→ **TASK TO CARRY OUT**
The records that follow must be repeated verbatim, every one of them.

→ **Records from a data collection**
•••

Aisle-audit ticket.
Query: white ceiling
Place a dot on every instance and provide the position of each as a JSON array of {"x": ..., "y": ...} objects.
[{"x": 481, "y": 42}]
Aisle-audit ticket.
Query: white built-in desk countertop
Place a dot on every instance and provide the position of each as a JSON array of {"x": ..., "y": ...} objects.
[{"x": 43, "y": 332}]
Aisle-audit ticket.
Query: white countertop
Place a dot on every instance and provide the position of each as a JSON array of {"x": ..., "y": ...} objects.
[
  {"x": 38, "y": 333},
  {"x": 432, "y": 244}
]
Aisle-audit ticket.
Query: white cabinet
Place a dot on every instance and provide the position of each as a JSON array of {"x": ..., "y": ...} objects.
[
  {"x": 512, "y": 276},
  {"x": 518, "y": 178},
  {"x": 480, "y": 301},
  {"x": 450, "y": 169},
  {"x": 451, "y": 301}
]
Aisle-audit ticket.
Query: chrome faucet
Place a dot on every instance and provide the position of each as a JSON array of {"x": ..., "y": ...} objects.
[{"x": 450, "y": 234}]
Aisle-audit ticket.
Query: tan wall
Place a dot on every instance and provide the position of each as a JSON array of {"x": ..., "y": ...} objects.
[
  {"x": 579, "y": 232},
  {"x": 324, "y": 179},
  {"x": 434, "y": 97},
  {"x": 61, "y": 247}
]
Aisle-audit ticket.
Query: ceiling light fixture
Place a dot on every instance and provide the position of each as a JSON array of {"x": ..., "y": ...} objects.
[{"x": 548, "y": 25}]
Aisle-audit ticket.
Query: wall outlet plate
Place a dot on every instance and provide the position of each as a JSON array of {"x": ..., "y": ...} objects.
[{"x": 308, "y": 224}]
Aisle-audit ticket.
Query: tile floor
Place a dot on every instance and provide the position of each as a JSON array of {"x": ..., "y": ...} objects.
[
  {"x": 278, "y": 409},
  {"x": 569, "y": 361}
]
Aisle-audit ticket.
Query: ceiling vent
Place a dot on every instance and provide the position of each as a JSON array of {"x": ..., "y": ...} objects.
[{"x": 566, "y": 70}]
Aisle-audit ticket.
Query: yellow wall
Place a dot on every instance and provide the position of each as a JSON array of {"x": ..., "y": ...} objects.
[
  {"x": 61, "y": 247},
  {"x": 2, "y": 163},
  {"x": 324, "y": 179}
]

•••

→ **OUTPUT BELOW**
Aisle-audit ticket.
Query: white ceiling
Place a dot on every instance and provide the position of each as a JSON array of {"x": ..., "y": ...} objects.
[{"x": 481, "y": 42}]
Aisle-audit ticket.
Query: white built-in desk countertop
Place a dot on every instance and provide the position of each as a JSON array of {"x": ..., "y": ...} objects.
[{"x": 43, "y": 332}]
Aisle-audit ticket.
Query: white countertop
Place a dot on every instance and provide the position of each as a JSON array of {"x": ..., "y": ...} objects.
[
  {"x": 38, "y": 333},
  {"x": 432, "y": 244}
]
Aisle-audit ticket.
Query: white cabinet
Place a dot on every instance and provide the position of each as a JSON array of {"x": ..., "y": ...} objects.
[
  {"x": 512, "y": 276},
  {"x": 518, "y": 178},
  {"x": 480, "y": 301},
  {"x": 450, "y": 169},
  {"x": 451, "y": 301}
]
Aisle-audit ticket.
Query: chrome faucet
Place a dot on every instance and provide the position of each as a JSON array of {"x": ..., "y": ...} objects.
[{"x": 450, "y": 234}]
Aisle-audit ticket.
Query: tan wall
Place a dot on every instance and provide the position of each as a JSON array of {"x": ..., "y": ...} objects.
[
  {"x": 579, "y": 232},
  {"x": 324, "y": 179},
  {"x": 434, "y": 97},
  {"x": 61, "y": 247}
]
Aisle-audit ticket.
Query: ceiling light fixture
Place a dot on every instance and provide the position of each as a JSON array of {"x": ..., "y": ...} objects.
[{"x": 548, "y": 25}]
Aisle-audit ticket.
Query: wall outlet plate
Place a dot on every instance and provide the position of each as a JSON array of {"x": ..., "y": ...} objects.
[{"x": 308, "y": 224}]
Aisle-audit ticket.
Query: tile floor
Place a dot on every instance and provide the position of each as a JSON array of {"x": ..., "y": ...} objects.
[
  {"x": 278, "y": 409},
  {"x": 569, "y": 361}
]
Aisle-audit ticket.
Query: ceiling vent
Place a dot on every instance and provide the position of each as a JSON array of {"x": ..., "y": ...} objects.
[{"x": 566, "y": 70}]
Aisle-audit ticket.
Query: yellow wall
Place a dot on every instance and provide the position of each as a JSON array of {"x": ..., "y": ...} objects.
[
  {"x": 61, "y": 247},
  {"x": 2, "y": 163},
  {"x": 324, "y": 179}
]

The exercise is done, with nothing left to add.